***** THE DATA

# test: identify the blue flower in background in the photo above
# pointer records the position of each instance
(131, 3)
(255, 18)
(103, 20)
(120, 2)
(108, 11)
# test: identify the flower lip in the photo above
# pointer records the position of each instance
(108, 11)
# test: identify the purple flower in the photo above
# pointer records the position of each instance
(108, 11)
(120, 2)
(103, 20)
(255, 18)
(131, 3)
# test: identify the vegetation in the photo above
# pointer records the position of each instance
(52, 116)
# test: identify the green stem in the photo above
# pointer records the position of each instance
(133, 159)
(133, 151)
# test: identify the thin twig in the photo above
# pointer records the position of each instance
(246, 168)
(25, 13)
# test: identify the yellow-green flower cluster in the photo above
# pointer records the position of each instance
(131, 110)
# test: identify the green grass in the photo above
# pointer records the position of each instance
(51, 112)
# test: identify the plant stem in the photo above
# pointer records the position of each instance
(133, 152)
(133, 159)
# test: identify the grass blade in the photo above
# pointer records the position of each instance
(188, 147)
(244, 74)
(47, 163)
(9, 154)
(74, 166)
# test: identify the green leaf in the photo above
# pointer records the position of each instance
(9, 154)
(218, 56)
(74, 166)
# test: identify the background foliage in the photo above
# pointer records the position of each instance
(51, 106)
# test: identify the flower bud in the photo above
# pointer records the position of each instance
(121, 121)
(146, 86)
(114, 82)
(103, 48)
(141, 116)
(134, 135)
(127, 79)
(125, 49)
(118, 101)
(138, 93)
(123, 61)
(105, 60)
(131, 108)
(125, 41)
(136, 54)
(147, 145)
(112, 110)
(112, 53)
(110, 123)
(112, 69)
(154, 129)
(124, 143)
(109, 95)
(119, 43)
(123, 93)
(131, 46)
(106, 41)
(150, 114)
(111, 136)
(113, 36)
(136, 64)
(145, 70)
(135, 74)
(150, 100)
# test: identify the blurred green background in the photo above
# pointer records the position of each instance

**********
***** THE DATA

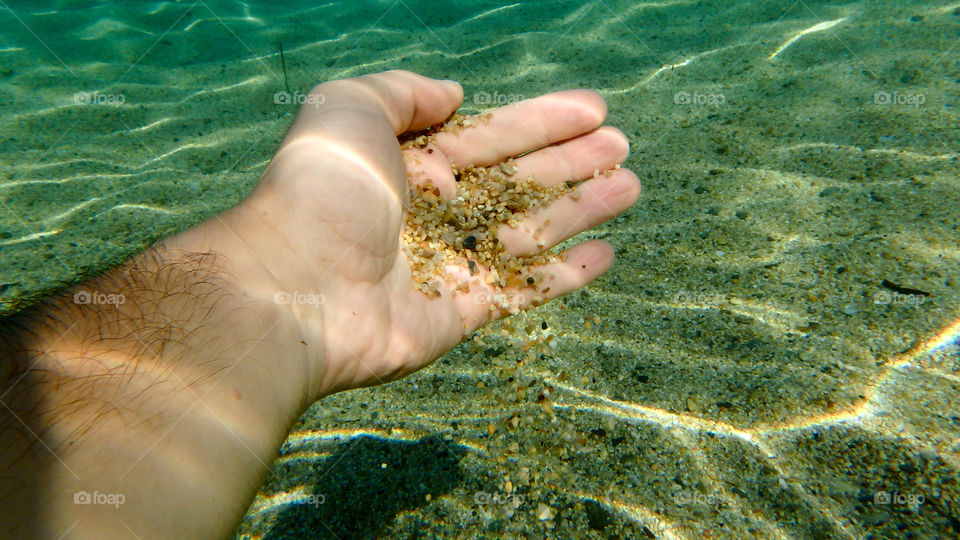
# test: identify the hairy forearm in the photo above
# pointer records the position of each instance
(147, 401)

**********
***** THE DATA

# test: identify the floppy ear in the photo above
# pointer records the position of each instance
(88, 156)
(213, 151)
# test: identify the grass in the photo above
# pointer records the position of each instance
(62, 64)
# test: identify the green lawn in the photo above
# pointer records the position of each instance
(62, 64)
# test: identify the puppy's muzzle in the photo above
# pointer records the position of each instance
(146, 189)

**********

# TASK TO CARRY OUT
Pick out every line in the entries above that contains the string "stem", matching uppercase and lowercase exactly, and copy each one.

# ANSWER FOR THIS EXERCISE
# test: identify the green stem in the photo above
# test: identify the plant stem in the photo above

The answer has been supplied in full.